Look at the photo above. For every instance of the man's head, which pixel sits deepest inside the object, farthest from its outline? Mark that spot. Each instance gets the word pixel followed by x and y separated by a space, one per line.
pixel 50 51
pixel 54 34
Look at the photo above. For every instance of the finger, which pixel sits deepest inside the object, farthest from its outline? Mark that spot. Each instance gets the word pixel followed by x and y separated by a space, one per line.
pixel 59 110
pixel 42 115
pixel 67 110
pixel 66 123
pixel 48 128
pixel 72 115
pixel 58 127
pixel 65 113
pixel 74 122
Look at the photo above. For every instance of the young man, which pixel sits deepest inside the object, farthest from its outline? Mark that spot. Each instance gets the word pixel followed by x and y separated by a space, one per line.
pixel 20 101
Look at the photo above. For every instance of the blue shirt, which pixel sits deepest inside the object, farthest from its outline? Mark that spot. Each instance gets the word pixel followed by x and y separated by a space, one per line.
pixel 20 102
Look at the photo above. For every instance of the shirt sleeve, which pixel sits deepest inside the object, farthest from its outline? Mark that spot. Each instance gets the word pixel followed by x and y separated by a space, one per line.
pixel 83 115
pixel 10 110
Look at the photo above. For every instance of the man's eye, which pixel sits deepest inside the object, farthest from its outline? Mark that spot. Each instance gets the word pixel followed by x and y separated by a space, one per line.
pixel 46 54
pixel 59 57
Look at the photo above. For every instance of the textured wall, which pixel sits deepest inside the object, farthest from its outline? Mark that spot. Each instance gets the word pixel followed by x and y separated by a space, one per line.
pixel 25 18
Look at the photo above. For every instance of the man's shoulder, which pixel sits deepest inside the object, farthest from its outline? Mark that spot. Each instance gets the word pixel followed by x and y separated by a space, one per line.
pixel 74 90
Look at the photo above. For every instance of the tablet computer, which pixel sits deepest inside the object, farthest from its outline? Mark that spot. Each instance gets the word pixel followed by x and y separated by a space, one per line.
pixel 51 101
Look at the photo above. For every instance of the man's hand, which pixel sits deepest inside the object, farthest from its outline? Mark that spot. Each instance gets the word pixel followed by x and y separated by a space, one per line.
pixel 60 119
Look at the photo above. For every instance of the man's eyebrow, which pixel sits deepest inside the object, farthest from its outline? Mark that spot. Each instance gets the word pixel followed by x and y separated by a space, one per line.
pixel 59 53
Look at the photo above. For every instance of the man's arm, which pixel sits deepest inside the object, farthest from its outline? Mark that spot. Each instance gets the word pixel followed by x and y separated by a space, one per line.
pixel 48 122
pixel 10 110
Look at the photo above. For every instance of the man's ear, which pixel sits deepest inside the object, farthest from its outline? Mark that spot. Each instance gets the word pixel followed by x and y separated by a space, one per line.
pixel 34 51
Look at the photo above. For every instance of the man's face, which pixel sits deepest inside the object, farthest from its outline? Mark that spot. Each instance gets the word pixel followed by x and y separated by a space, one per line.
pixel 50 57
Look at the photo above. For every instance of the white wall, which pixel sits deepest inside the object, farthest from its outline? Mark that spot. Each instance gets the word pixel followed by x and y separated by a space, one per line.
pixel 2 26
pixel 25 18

TO DO: Reproduce all of the material above word for word, with every line in its original order.

PROBLEM SOLUTION:
Look at the photo above. For every instance of the man's head, which pixel sits deepest inside the object, farthest from its outline? Mark that spot. Each instance gets the word pixel followed by x and y separated by a space, one per line.
pixel 50 51
pixel 54 34
Look at the photo above. For every instance of the finger, which pixel sits deepest inside the object, farthest from its outline? Mark that spot. Each instance gets the word pixel followed by x and y separated by a space, one per line.
pixel 59 110
pixel 42 115
pixel 67 110
pixel 66 123
pixel 48 128
pixel 72 115
pixel 58 127
pixel 65 113
pixel 74 122
Look at the photo above. For every instance of the young man, which pixel sits deepest inside the object, farthest from its outline? Mark that spot. Each instance gets the word pixel followed by x and y separated by a space, one per line.
pixel 20 101
Look at the photo above. For every instance of the blue shirt, which pixel sits deepest inside the object, farthest from its outline? Mark that spot. Each instance gets the word pixel followed by x and y separated by a space, one per line.
pixel 20 102
Look at the photo above. For every instance of the shirt sleeve, which pixel sits deepest inside the object, farthest from its outline? Mark that spot. Each instance gets the word pixel followed by x and y separated by a space, one per line.
pixel 83 115
pixel 10 110
Look at the photo above. For every instance of the man's eye, which pixel sits deepest inside the object, farthest from its outline? Mark that spot. Each instance gets the word pixel followed by x and y separated by a space, one per line.
pixel 46 54
pixel 59 57
Look at the photo above. For every instance of the textured wall, which pixel sits deepest inside the object, farthest from its outline? Mark that spot. Each instance gets the word pixel followed by x and y separated by a space, one per line.
pixel 25 18
Look at the photo above. For every instance of the man's shoulder, which pixel sits deepest inside the object, farthest from its outline? Mark that spot. Each instance gets the word pixel followed by x and y separated by a space, one per line.
pixel 74 90
Look at the photo above. For every instance of the tablet computer, which pixel sits deepest inside the object, farthest from its outline? Mark that spot. Each instance gets the word pixel followed by x and y separated by a space, one per line.
pixel 51 101
Look at the photo above. For every instance of the man's hand, which pixel sits deepest inside the object, farthest from its outline? Mark that spot. Each instance gets the word pixel followed by x and y separated by a space, one per line.
pixel 60 119
Look at the photo above. For every instance of the man's eyebrow, which pixel sits deepest inside the object, farthest from its outline? Mark that spot. Each instance gets the word pixel followed by x and y separated by a space, one per line.
pixel 59 53
Look at the photo above. For every instance of the man's arm, which pixel sits deepest inside the object, farthest from its outline? Mark that spot. Each instance gets the word pixel followed by x and y separated by a space, one per line.
pixel 48 122
pixel 10 110
Look at the photo above. For every instance of the man's ear, which pixel sits deepest inside the object, farthest from its outline? Mark that spot. Each instance gets the word pixel followed by x and y separated by a space, one per line.
pixel 34 51
Look at the photo above. For every instance of the man's face, which pixel sits deepest inside the object, farthest from its outline? Mark that spot. Each instance gets the word pixel followed by x and y separated by a space, one per line.
pixel 50 57
Look at the photo above. For every instance of the white wall, which pixel sits deepest inside the object, farthest from its outline? Mark that spot. Each instance gets the word pixel followed by x and y separated by a space, one per line.
pixel 2 26
pixel 25 18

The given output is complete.